In the mid 60′s we were introduced to something called the “New Math“.  Suddenly, as math teachers we were talking about discovery learning, SMSG (School Mathematics Study Group), Mary P. Dolciani,  UICSM (University of Illinois Committee on School Mathematics), Max Beberman, rubber sheet geometry, base 5 and the commutative law.  I was totally swept up by the changes.  Cognitivism was the guiding force.  I got a grant from the National Science Foundation (NSF) and went off to Wayne State University for three summers of training.  I think it was Linus in “Peanuts” that said, “How can I learn new math with an old math mind”?  The real question should have been, “How can I, as a teacher, teach new math with an old math mind”?  The students were fine with the material, but the back lash was fierce and training for elementary teachers failed miserably.  One parent went to our school board meeting and insisted that we stop teaching about “ordered pairs“.  The “back to basics” movement and the unwillingness to provide sufficient support eventually buried the new math.  But the experience got us all thinking about the assumptions implicit in behaviorism and the attractiveness of cognitivism and constructivism.  There were, and still are, major problems with the systemic changes necessary to transform learning design and practice based upon these new theories.

* _Supplied data_
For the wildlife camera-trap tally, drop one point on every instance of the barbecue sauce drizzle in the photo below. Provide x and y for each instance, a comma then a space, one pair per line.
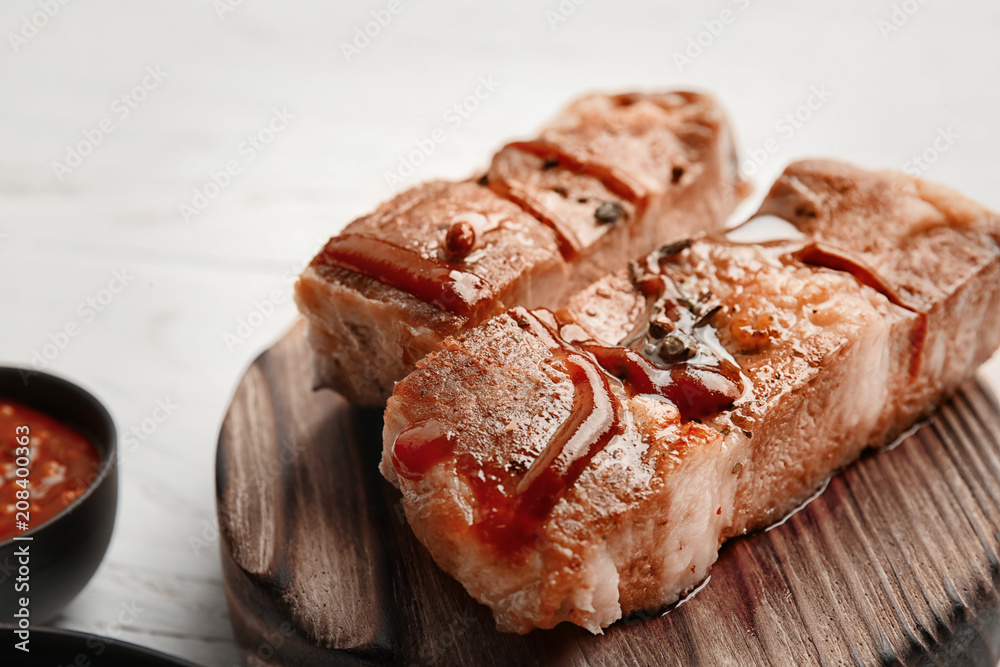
447, 287
840, 260
511, 520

* _Exercise task_
Resume the recollection of teaching the New Math above, picking up right after its last sentence.

* _Result for this task_
Many have forgotten that similar things were happening in science and social studies curricula.  One of the most exciting was “Promise of America” published by Scott Foresman in the early seventies.  Imagine this:

This thematically-organized, cultural studies reader asks students to engage in a critical way our society’s deeply-held beliefs regarding social equality, education, free press, health care, work and success, and civil liberties.  Do we have certain birthrights as Americans as a result of promises made in our Declaration, Constitution, and other early sources?  How have these rights been amended or expanded over time, and to what degrees have these promises been kept for different groups?  Students will encounter a range of political and philosophical positions, historical depth and contemporary perspectives, and a variety of genres (speeches, newspaper editorials, photographs, cartoons, and expository essays) as they grapple with what it means to be an American.

It wasn’t long before parent groups were having us “black out” passages in the series and boycotted Scott Foresman at book exhibitions.  Students were looking at primary sources and questioning conventional wisdom!  It was not to be.  Like new math this incursion was squelched.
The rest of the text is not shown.